EXTRAIT:
23 mai 2009

Seul dans le noir

Je viens tout juste de finir la lecture du dernier roman de Paul AUSTER paru en français : Seul dans le noir. Un aller/retour en voiture, quatre heures de route et hop ! Avalé.

Avalé bien vite, pas dévoré non plus. L'histoire principale est celle d'August, 72 ans, écrivain sans ambition et sans gloire. Il a recueilli chez lui chez lui sa fille Miriam, 47 ans et sa petite-fille Katya, 23 ans. Tous trois sont des blessés de la vie, mais ce monde étrange continue de tourner.

August, c'est lui qui est seul dans le noir. Pendant que Miriam et Katya dorment à l'étage, lui reste assis avec sa jambe en vrac, il a pour compagne l'obscurité du dedans, ses hantises, son désir aussi que Katya se sorte du pétrin. Il se prend pour Dieu et doit savoir que l'un des deux fut sauvé, probablement.

Les premières lignes et les premières pages sont écrites dans un style très épuré. Le texte avec sa ponctuation est mélodique, presque incantatoire. J'avais entendu Paul Auster faire la lecture de ces premières pages à la radio et je dois avouer que cela m'avait hypnotisé. J'avais filé aussitôt acheté le bouquin.

Cette tension stylistique va de pair avec la construction rigoureuse de l'action principale, celle qui nous raconte l'histoire d'August, de Miriam et de Katya. De Sonia, de Titus, de Virginia Blaine pourquoi pas... mais la tension se relâche, trop vite à mon goût, et nous voilà entraînés dans un monde parallèle où les Etats-Unis d'Amérique se livrent une guerre civile. Un monde qui n'existe que parce que Giordano Bruno a déclaré qu'il pouvait exister. Un monde qui n'existe que dans la tête d'August Brill.

Éléments d'une collection d'annotation:
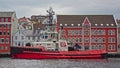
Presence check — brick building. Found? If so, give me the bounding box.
[57,15,117,53]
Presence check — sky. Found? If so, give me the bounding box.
[0,0,120,19]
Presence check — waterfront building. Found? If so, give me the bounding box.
[57,15,117,53]
[13,17,33,46]
[0,11,18,54]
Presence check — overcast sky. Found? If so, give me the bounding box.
[0,0,120,19]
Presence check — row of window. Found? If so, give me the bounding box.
[68,30,82,35]
[0,46,8,50]
[62,29,115,35]
[0,17,10,22]
[68,37,115,43]
[0,38,9,44]
[91,44,105,50]
[0,24,11,28]
[91,37,106,43]
[0,31,10,35]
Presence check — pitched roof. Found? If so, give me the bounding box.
[57,15,116,27]
[0,11,15,17]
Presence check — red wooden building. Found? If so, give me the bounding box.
[0,12,17,54]
[57,15,117,53]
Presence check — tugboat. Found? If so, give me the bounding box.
[11,8,106,59]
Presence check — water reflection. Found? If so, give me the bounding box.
[0,58,120,68]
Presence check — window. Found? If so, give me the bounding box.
[1,38,4,43]
[75,30,78,35]
[6,38,9,44]
[78,30,82,35]
[21,36,24,40]
[1,18,4,22]
[108,37,115,43]
[7,31,10,35]
[85,30,88,35]
[75,38,79,42]
[85,38,89,42]
[4,31,6,35]
[5,18,8,22]
[32,36,35,40]
[65,24,67,26]
[0,46,4,50]
[15,42,17,46]
[61,30,65,35]
[108,44,115,50]
[92,45,95,50]
[108,30,115,35]
[79,38,82,42]
[15,36,17,40]
[3,24,6,28]
[7,24,11,28]
[28,36,30,40]
[0,24,2,28]
[101,38,105,43]
[0,31,2,35]
[71,24,74,26]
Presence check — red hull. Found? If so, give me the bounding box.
[12,50,105,59]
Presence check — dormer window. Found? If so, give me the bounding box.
[65,24,67,26]
[95,24,97,26]
[78,24,80,26]
[71,24,74,26]
[60,24,62,26]
[101,24,103,26]
[106,24,109,26]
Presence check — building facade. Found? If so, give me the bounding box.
[0,12,17,54]
[57,15,118,53]
[116,19,120,53]
[13,17,33,46]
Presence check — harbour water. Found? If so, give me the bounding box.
[0,58,120,68]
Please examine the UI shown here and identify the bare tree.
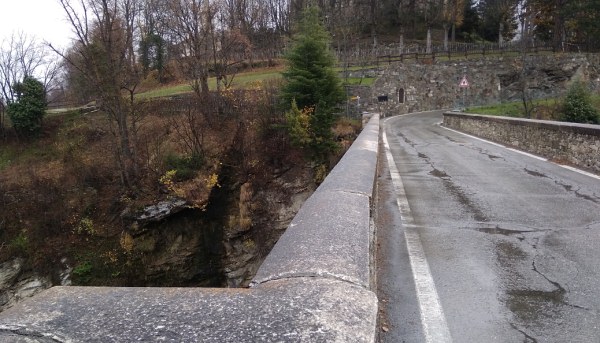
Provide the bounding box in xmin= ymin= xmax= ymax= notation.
xmin=0 ymin=33 xmax=59 ymax=103
xmin=169 ymin=0 xmax=217 ymax=97
xmin=0 ymin=33 xmax=59 ymax=135
xmin=53 ymin=0 xmax=141 ymax=187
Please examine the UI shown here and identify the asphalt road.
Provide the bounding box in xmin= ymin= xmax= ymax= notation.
xmin=376 ymin=112 xmax=600 ymax=342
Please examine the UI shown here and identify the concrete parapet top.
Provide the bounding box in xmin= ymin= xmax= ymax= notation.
xmin=0 ymin=279 xmax=377 ymax=343
xmin=253 ymin=191 xmax=371 ymax=288
xmin=317 ymin=114 xmax=379 ymax=198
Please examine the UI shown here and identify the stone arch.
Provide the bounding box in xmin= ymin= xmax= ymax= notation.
xmin=398 ymin=88 xmax=406 ymax=104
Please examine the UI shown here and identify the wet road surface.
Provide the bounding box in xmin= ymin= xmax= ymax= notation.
xmin=376 ymin=112 xmax=600 ymax=342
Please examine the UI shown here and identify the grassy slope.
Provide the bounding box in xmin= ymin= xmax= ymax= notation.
xmin=138 ymin=67 xmax=375 ymax=99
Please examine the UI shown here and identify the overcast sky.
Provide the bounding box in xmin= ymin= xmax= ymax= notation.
xmin=0 ymin=0 xmax=73 ymax=48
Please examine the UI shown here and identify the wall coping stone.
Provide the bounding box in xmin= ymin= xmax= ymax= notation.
xmin=444 ymin=111 xmax=600 ymax=136
xmin=0 ymin=115 xmax=379 ymax=343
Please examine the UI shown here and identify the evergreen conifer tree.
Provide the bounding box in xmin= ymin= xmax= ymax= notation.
xmin=281 ymin=7 xmax=345 ymax=163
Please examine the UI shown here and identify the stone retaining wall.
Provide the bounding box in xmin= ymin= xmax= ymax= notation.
xmin=444 ymin=112 xmax=600 ymax=174
xmin=365 ymin=54 xmax=600 ymax=116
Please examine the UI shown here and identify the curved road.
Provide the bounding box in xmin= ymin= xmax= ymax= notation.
xmin=377 ymin=112 xmax=600 ymax=342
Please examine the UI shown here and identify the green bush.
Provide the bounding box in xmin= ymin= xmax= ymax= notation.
xmin=73 ymin=261 xmax=93 ymax=285
xmin=561 ymin=81 xmax=600 ymax=124
xmin=6 ymin=76 xmax=46 ymax=137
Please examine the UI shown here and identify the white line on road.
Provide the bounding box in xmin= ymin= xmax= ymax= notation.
xmin=439 ymin=123 xmax=600 ymax=180
xmin=383 ymin=126 xmax=452 ymax=343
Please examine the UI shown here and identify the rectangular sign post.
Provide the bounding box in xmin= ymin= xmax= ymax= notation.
xmin=458 ymin=75 xmax=469 ymax=109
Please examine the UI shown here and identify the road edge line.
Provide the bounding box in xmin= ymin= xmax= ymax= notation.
xmin=382 ymin=125 xmax=452 ymax=343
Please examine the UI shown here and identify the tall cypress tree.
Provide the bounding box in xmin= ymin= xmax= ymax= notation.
xmin=281 ymin=7 xmax=345 ymax=162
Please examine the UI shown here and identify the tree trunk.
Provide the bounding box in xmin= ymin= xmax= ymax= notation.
xmin=425 ymin=26 xmax=431 ymax=54
xmin=452 ymin=23 xmax=456 ymax=43
xmin=442 ymin=23 xmax=448 ymax=51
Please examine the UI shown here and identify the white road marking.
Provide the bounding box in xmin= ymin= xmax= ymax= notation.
xmin=440 ymin=123 xmax=600 ymax=180
xmin=383 ymin=126 xmax=452 ymax=343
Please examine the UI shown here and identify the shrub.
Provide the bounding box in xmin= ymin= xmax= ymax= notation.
xmin=6 ymin=76 xmax=46 ymax=137
xmin=561 ymin=81 xmax=600 ymax=124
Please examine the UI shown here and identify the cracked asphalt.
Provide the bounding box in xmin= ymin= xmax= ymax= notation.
xmin=376 ymin=112 xmax=600 ymax=342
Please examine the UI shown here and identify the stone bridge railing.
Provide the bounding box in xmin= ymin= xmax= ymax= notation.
xmin=444 ymin=112 xmax=600 ymax=174
xmin=0 ymin=115 xmax=379 ymax=343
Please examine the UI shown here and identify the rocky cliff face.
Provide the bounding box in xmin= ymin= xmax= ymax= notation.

OBJECTIF 1:
Indiquez si chacune de ces affirmations concorde avec l'extrait, en répondant par oui ou par non et en citant les mots décisifs : (a) August a 72 ans ; (b) Miriam et Katya dorment au rez-de-chaussée ; (c) l'auteur a découvert les premières pages en les lisant en librairie.
OBJECTIF 2:
Traduisez en anglais cette phrase de l'extrait : « Les premières lignes et les premières pages sont écrites dans un style très épuré. »

RÉPONSE RÉDIGÉE 1:
(a) Oui : « L'histoire principale est celle d'August, 72 ans ».
(b) Non : « Pendant que Miriam et Katya dorment à l'étage ».
(c) Non : « J'avais entendu Paul Auster faire la lecture de ces premières pages à la radio ».

RÉPONSE RÉDIGÉE 2:
The first lines and the first pages are written in a very pared-down style.